Copy out the material between the lines holding "Each returned point MUST lie on the matching door" and "[[20, 345]]", inclusive, and nothing else. Keep the requests, and multiply every coordinate in the answers by 1.1, rounding to whole numbers with halves going up.

* * * *

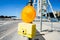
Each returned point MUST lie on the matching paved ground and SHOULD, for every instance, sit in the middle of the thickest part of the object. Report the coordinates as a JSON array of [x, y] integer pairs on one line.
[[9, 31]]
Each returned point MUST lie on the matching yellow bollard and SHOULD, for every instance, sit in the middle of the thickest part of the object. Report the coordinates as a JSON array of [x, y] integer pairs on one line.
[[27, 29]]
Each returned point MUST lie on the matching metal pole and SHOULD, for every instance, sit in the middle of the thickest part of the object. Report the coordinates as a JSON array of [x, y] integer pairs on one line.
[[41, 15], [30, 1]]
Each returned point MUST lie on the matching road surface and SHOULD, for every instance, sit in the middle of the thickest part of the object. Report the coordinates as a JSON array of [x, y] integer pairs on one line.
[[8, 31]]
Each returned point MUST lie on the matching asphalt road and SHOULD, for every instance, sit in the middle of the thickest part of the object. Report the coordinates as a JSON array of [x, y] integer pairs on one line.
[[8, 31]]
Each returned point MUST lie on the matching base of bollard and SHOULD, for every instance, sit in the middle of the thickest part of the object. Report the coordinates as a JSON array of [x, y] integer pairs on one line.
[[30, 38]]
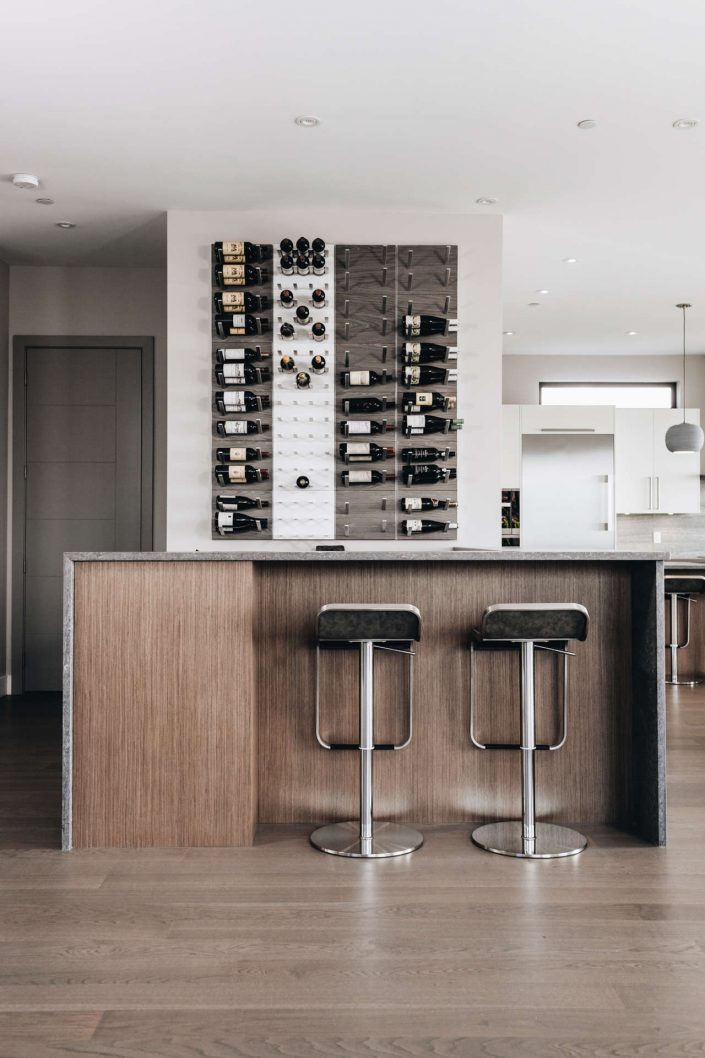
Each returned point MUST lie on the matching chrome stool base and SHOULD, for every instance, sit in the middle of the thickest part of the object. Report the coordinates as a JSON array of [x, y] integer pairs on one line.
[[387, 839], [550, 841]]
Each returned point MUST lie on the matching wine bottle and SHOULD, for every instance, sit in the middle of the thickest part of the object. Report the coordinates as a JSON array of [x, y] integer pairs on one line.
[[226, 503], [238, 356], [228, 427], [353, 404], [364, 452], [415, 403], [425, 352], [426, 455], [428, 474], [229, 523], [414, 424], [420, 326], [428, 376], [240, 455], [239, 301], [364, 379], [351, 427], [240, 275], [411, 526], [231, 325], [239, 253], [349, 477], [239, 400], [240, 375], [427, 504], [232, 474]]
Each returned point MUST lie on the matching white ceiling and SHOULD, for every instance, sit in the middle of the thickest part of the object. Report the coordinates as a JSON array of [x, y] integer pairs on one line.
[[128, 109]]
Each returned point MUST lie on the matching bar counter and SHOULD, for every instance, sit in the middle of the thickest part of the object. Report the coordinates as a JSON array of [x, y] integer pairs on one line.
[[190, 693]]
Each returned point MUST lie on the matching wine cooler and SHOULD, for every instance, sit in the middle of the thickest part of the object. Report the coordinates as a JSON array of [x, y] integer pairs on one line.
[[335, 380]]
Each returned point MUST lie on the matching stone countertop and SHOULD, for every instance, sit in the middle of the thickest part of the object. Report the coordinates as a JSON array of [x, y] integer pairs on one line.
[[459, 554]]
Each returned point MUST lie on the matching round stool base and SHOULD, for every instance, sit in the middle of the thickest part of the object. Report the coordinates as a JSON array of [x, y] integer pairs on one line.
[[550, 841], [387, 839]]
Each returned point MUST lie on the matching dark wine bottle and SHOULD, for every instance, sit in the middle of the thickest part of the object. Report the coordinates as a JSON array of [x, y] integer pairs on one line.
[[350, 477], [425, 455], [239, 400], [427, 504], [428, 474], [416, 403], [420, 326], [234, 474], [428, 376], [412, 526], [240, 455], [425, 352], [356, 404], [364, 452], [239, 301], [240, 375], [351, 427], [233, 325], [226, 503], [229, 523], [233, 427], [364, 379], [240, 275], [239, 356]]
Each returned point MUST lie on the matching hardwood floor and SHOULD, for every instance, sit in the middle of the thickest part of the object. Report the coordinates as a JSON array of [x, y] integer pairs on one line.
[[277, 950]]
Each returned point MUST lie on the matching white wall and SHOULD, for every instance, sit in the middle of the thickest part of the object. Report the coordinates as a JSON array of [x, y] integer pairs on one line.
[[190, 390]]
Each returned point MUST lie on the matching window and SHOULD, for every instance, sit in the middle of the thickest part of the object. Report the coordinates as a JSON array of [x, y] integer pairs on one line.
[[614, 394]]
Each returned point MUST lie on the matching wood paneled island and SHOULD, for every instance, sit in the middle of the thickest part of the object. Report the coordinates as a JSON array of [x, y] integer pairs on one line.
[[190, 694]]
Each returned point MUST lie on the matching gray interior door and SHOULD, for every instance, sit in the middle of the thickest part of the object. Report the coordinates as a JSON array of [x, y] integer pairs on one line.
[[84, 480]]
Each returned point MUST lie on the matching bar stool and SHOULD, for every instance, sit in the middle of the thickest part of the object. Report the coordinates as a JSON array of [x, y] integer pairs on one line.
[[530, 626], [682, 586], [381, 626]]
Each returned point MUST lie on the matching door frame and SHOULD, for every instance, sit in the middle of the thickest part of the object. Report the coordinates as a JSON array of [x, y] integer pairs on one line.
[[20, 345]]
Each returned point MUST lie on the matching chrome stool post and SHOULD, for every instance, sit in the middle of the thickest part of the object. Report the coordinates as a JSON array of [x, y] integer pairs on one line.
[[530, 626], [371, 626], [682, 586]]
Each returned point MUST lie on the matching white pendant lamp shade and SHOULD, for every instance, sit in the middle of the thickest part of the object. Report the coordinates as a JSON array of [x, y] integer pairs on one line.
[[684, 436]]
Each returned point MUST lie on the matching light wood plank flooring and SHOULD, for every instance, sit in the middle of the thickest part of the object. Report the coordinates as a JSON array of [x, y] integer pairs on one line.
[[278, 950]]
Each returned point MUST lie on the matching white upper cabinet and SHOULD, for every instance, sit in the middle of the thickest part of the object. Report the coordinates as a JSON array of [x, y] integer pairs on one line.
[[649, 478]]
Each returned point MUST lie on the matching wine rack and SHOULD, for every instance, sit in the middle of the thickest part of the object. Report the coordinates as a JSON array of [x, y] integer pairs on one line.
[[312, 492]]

* * * *

Final answer:
Each returned point MUST lie on the matching door frame and SHOULD, for every instance, sit in the middle of the thickest part of the object. Report the coordinates as a JSON array of [x, y] integer pairs on one line.
[[22, 380]]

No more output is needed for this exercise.